(TEXTO EXTRAÍDO)
------------------------------------------------

David Ríos*
Sobre un lienzo blanco de nieve, el día de navidad de 1956, el escritor suizo Robert Walser cayó muerto después de pasar veintitrés años recluido en un sanatorio, y haber dejado al mundo, una de las obras literarias más profundas y humildes de las que tenga noticia.
Por lo general, los artistas sueñan con la gloria y el aplauso, y trabajan incansablemente para conseguir un reconocimiento que calme sus demonios interiores. Walser, en cambio, a juzgar por su vida y sus escritos, amaba la modestia y la derrota. Para probarlo bastaría tan solo con recordar el argumento de su novela “Jakob von Gunten", en la que un joven aristócrata vive internado por voluntad propia en una institución educativa cuyo principal objetivo es el de formar empleados obedientes, sin más ambiciones que la de servir a sus amos. En dicha novela, en medio de una ensoñación, el joven aristócrata se ve a sí mismo marchando junto a los ejércitos napoleónicos, cuyo destino fue la derrota en las heladas estepas rusas. En su fantasía, avanza casi inconscientemente a lo que el lector de antemano sabe que será un cruel fracaso. De vez en cuando, en medio de las enormes planicies cubiertas de nieve y los campesinos que lo ven pasar frente a ellos, Jakob siente el peso de su destino, sin que esto le impida seguir a pesar de las miserias y las atrocidades, hasta convertirse simplemente en una pieza más del enorme mecanismo de la guerra, perdiendo con esto su pasado, su futuro y todo aquello que lo hace un hombre; dejando a un lado cualquier deseo de gloria militar o reconocimiento, como si le bastara tan solo con ser parte de la derrota de su ejército para sentirse justificado.

------------------------------------------------

(DATOS PROPORCIONADOS)
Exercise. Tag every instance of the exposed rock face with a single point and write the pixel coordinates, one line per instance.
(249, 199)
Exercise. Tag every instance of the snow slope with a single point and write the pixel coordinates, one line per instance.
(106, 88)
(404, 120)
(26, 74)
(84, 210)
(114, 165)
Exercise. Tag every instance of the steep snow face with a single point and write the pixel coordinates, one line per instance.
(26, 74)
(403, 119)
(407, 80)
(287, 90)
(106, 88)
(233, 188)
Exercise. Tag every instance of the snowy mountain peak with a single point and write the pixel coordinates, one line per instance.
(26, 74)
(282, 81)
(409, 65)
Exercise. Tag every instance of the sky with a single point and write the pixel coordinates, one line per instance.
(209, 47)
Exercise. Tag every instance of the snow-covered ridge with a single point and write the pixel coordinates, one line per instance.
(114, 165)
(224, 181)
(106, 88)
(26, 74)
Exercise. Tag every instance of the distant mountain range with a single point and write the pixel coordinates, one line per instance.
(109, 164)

------------------------------------------------

(TAREA 1)
Traduce al inglés esta oración del texto sobre Robert Walser: "Walser, en cambio, a juzgar por su vida y sus escritos, amaba la modestia y la derrota."
(TAREA 2)
Copia sin cambios el fragmento del texto sobre Robert Walser que comienza en las palabras "David Ríos*" y termina después de "que tenga noticia.".

(RESPUESTA 1)
Walser, on the other hand, judging by his life and his writings, loved modesty and defeat.

(RESPUESTA 2)
David Ríos*
Sobre un lienzo blanco de nieve, el día de navidad de 1956, el escritor suizo Robert Walser cayó muerto después de pasar veintitrés años recluido en un sanatorio, y haber dejado al mundo, una de las obras literarias más profundas y humildes de las que tenga noticia.